* GIVEN TASK
Which lines in the items below contain the word "shirt"? Pull out each of them.

• • •

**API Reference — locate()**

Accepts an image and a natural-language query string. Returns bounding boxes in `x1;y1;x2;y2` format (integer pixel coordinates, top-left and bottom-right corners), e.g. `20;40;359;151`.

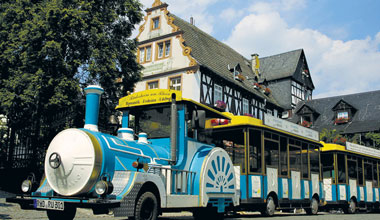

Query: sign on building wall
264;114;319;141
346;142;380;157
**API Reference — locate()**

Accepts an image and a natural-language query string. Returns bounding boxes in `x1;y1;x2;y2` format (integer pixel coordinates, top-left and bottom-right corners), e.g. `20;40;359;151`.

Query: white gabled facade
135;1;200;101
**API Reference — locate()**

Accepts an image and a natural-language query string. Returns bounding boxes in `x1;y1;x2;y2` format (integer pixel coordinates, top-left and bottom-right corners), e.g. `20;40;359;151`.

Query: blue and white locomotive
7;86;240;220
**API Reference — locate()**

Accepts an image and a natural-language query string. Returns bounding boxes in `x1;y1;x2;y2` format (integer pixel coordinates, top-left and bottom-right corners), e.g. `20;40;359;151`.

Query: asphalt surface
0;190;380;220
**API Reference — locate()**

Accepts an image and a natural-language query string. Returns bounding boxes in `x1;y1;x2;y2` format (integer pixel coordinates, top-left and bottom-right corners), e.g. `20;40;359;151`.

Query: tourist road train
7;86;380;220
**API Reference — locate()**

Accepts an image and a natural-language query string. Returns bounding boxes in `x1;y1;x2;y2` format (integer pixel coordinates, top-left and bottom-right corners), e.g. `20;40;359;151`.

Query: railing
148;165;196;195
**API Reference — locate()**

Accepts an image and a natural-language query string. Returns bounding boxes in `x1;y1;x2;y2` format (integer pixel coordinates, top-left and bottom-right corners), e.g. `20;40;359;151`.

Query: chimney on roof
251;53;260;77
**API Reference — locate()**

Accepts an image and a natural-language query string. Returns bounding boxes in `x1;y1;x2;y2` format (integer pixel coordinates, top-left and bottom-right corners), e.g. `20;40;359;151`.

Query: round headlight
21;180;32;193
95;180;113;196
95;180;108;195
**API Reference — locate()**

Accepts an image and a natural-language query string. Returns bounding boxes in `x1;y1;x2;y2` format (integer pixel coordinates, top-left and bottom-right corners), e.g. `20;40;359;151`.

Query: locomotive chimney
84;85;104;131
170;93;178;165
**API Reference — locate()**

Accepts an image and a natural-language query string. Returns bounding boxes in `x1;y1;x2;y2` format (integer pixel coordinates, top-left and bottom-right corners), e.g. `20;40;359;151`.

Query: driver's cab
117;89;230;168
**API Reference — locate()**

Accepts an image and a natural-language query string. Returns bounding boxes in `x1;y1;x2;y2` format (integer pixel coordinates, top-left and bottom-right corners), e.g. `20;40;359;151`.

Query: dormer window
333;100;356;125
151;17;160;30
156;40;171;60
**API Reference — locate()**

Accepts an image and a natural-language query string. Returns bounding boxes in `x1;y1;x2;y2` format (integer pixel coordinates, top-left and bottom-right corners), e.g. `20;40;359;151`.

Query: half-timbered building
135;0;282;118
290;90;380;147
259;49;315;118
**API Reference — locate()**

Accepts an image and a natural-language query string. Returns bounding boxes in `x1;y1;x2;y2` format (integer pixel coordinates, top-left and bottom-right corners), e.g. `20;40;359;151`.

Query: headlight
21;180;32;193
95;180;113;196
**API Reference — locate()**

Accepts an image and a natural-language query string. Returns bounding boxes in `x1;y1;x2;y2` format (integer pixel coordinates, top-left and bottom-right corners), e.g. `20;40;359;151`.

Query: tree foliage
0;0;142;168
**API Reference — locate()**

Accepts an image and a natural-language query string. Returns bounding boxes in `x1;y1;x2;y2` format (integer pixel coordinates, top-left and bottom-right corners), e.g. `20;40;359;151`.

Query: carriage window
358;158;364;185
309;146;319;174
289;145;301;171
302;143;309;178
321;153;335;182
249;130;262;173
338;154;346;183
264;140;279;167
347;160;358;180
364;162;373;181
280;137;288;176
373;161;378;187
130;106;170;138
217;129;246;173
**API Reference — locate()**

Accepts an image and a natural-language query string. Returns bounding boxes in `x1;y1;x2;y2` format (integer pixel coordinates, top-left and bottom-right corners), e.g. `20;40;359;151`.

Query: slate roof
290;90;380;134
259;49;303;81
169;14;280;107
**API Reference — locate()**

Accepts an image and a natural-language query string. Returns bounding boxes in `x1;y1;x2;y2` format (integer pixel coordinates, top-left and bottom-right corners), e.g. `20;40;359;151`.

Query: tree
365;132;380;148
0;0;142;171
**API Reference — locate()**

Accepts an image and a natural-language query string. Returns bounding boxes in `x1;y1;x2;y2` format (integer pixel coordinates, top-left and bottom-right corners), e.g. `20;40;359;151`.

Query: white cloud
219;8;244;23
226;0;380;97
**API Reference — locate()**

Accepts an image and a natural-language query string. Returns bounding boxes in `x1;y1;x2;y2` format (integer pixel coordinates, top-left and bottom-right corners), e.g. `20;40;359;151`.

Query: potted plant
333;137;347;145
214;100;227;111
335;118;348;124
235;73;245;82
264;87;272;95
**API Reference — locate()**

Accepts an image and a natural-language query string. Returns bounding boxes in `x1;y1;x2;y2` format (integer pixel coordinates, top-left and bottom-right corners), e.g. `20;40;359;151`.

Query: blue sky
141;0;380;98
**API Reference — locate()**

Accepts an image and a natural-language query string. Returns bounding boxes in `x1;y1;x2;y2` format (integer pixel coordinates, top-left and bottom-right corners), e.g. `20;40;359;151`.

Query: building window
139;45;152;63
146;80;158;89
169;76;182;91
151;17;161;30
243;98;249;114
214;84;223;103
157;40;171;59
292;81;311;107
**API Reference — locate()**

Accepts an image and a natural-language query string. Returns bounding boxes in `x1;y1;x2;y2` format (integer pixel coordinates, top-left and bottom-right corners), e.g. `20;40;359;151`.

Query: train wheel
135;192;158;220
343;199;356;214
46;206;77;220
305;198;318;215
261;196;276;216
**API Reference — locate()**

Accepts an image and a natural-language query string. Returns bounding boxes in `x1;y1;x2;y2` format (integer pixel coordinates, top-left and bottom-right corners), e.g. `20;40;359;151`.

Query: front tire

• • •

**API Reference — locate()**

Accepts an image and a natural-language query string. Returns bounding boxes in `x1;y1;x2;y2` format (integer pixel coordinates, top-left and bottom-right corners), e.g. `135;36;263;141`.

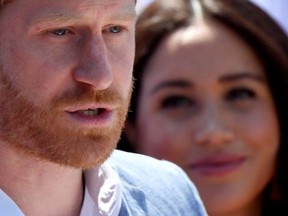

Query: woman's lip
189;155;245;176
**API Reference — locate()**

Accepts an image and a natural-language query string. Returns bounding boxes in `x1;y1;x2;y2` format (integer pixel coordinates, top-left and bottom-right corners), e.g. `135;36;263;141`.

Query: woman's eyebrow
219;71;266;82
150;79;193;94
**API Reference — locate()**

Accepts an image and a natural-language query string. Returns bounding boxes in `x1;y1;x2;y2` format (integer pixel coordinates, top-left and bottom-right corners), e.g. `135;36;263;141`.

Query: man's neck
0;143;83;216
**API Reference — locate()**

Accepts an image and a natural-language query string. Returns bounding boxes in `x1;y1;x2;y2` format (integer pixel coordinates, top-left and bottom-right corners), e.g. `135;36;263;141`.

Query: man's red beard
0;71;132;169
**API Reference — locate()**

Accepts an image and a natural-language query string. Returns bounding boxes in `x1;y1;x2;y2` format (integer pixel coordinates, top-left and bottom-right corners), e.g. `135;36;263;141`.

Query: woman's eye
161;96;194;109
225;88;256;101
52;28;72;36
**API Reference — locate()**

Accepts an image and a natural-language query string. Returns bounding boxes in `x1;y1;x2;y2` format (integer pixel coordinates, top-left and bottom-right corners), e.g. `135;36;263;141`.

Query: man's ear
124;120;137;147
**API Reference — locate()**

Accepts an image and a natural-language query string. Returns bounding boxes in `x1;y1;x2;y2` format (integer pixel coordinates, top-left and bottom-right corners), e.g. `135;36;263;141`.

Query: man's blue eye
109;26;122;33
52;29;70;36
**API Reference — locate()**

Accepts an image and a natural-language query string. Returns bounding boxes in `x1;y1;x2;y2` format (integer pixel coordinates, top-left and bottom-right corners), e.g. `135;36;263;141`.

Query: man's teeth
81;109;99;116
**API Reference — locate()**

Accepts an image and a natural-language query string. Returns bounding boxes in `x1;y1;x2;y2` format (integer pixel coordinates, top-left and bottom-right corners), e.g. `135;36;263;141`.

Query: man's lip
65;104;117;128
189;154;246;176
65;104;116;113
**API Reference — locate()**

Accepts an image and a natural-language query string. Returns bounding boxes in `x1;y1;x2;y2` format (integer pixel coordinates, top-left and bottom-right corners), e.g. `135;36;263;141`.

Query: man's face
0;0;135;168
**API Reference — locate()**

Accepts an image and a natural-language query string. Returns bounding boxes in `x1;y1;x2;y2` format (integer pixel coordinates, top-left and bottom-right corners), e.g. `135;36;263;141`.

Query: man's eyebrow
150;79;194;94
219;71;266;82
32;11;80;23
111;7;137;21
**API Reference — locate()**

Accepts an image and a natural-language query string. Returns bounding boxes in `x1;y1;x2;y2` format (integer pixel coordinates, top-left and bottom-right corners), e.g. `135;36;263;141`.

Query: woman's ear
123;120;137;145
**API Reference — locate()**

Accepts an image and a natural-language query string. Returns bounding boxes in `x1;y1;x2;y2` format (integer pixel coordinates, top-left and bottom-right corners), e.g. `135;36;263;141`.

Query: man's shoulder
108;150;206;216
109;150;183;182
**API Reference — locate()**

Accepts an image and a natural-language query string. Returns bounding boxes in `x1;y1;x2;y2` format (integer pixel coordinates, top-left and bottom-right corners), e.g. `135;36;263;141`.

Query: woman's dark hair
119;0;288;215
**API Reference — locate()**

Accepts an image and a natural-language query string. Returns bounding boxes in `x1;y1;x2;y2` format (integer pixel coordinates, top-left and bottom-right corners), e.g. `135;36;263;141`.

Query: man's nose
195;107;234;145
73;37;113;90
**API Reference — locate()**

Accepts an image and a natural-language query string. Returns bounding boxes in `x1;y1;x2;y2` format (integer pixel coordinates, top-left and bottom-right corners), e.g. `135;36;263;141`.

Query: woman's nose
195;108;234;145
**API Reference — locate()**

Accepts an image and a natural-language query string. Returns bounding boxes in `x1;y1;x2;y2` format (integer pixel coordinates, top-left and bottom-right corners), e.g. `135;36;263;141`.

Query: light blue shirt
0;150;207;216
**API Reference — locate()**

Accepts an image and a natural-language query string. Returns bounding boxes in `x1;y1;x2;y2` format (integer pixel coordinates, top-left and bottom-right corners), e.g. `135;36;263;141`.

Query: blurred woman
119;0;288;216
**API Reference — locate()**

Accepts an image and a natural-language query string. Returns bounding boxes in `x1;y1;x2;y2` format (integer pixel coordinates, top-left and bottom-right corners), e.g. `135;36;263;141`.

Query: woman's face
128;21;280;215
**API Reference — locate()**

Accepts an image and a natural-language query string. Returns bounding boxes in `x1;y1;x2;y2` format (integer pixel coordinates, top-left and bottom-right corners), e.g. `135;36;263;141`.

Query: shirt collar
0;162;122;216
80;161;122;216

• • •

* WRITTEN ANSWER
Query: light blue shirt
Query: shirt collar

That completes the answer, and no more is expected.